■ **THE REQUEST**: Reproduce the full poker blog entry about the Wall Street crash below, word for word.

■ **SOURCE EXTRACT**:
▼
Nero fiddled while Rome burned. Lappin feasted while Wall Street crumbled. I just finished another great session, raking in a cool 1K at my new/old home. How could I have forsaken you my dear 45 player SNG?
It was funny playing poker tonight. I had the BBC news on all night in the background with its analysis of the free-falling global markets and its apocalyptic predictions of chaos and meltdown. It was as though all I had to do was turn towards my screen and everything was calm and the world was okay. Life was exactly as it should be. Donkeys were donating. Sharks were devouring fishes. I even flopped a few sets. Perhaps Full Tilt should create a Wall Street On Fire Background to remind people like me that the world is in crisis.
Rome is burning and as I write this entry, it has just been announced that the $700 billion bail-out plan has been rejected. Wall Street is not going to be saved by the American Tax-payer - at least not under those terms and at closing, the impact was evident as the bell didn't ring - it tolled, 777 points being wiped off the share price. Cataclysmic Stuff, huh?
▲
■ **MATERIAL SHOWN**:
▼
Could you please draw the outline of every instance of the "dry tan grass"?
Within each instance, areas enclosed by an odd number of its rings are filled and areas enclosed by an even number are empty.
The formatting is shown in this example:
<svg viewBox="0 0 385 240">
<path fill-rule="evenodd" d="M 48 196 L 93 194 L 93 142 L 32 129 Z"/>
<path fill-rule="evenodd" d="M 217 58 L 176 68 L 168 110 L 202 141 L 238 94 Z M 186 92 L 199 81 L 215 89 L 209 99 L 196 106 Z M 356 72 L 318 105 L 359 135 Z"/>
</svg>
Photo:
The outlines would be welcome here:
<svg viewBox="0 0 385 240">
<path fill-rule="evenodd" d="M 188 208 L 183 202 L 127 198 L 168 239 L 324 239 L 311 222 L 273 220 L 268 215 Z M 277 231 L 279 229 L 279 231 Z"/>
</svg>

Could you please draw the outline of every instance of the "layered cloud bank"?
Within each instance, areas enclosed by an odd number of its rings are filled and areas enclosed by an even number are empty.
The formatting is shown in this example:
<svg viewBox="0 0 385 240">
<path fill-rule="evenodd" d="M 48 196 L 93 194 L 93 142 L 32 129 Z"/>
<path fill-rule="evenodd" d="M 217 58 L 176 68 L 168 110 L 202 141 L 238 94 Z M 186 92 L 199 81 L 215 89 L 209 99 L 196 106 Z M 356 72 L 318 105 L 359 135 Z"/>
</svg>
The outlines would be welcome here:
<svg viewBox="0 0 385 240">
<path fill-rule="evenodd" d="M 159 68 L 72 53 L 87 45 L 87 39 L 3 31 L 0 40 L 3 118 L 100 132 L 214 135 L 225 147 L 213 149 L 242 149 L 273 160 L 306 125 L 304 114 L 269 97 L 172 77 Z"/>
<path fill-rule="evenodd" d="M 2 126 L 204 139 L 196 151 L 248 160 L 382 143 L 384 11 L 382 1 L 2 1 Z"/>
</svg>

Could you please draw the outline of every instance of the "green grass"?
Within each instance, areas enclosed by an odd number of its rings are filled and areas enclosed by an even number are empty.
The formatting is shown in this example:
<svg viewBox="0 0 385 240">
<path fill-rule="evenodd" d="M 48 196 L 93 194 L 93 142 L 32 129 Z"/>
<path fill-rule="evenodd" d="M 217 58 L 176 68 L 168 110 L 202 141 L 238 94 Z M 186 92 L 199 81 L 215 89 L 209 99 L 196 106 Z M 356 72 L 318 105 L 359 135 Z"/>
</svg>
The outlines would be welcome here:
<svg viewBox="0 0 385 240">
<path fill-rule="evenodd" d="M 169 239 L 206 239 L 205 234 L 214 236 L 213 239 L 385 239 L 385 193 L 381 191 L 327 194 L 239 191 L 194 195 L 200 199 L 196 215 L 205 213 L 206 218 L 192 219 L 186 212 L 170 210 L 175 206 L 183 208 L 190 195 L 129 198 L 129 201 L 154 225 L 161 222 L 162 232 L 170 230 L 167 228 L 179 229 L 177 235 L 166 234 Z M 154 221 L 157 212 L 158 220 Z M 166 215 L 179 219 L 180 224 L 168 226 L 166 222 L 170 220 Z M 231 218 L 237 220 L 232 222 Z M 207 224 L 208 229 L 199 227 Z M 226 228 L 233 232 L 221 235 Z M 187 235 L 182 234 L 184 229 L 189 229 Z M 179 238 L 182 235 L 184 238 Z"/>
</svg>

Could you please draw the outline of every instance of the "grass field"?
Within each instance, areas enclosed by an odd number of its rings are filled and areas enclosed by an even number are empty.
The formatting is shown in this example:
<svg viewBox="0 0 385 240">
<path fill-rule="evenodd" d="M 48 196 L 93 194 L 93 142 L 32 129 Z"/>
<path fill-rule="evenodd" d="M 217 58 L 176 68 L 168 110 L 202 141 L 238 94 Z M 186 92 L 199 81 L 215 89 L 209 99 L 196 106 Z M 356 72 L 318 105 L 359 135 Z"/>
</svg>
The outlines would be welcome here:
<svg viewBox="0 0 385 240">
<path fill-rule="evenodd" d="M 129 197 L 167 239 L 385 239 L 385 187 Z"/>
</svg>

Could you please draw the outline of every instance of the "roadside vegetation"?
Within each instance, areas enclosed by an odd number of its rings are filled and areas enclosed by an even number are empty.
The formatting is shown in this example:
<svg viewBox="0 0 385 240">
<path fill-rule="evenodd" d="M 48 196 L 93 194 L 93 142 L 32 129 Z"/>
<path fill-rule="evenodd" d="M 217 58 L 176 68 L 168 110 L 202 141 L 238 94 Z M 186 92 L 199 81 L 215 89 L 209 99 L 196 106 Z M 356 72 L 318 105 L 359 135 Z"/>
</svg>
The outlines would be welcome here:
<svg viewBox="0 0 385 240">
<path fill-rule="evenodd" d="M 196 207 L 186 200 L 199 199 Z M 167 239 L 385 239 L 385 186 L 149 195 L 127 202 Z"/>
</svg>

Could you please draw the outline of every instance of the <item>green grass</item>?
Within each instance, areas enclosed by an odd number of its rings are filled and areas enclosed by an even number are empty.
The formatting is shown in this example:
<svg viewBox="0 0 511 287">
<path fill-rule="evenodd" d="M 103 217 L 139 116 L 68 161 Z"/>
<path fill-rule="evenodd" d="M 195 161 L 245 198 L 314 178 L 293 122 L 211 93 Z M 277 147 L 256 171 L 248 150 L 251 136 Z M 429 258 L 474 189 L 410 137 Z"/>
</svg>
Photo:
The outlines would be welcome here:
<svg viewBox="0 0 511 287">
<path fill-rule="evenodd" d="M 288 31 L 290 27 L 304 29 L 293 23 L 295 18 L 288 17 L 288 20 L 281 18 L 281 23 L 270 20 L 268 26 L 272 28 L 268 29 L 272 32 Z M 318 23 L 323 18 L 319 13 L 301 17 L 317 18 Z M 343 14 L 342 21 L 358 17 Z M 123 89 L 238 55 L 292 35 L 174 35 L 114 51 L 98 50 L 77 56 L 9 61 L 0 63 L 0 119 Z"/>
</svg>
▲
■ **RESPONSE FOR THIS EXERCISE**:
Nero fiddled while Rome burned. Lappin feasted while Wall Street crumbled. I just finished another great session, raking in a cool 1K at my new/old home. How could I have forsaken you my dear 45 player SNG?
It was funny playing poker tonight. I had the BBC news on all night in the background with its analysis of the free-falling global markets and its apocalyptic predictions of chaos and meltdown. It was as though all I had to do was turn towards my screen and everything was calm and the world was okay. Life was exactly as it should be. Donkeys were donating. Sharks were devouring fishes. I even flopped a few sets. Perhaps Full Tilt should create a Wall Street On Fire Background to remind people like me that the world is in crisis.
Rome is burning and as I write this entry, it has just been announced that the $700 billion bail-out plan has been rejected. Wall Street is not going to be saved by the American Tax-payer - at least not under those terms and at closing, the impact was evident as the bell didn't ring - it tolled, 777 points being wiped off the share price. Cataclysmic Stuff, huh?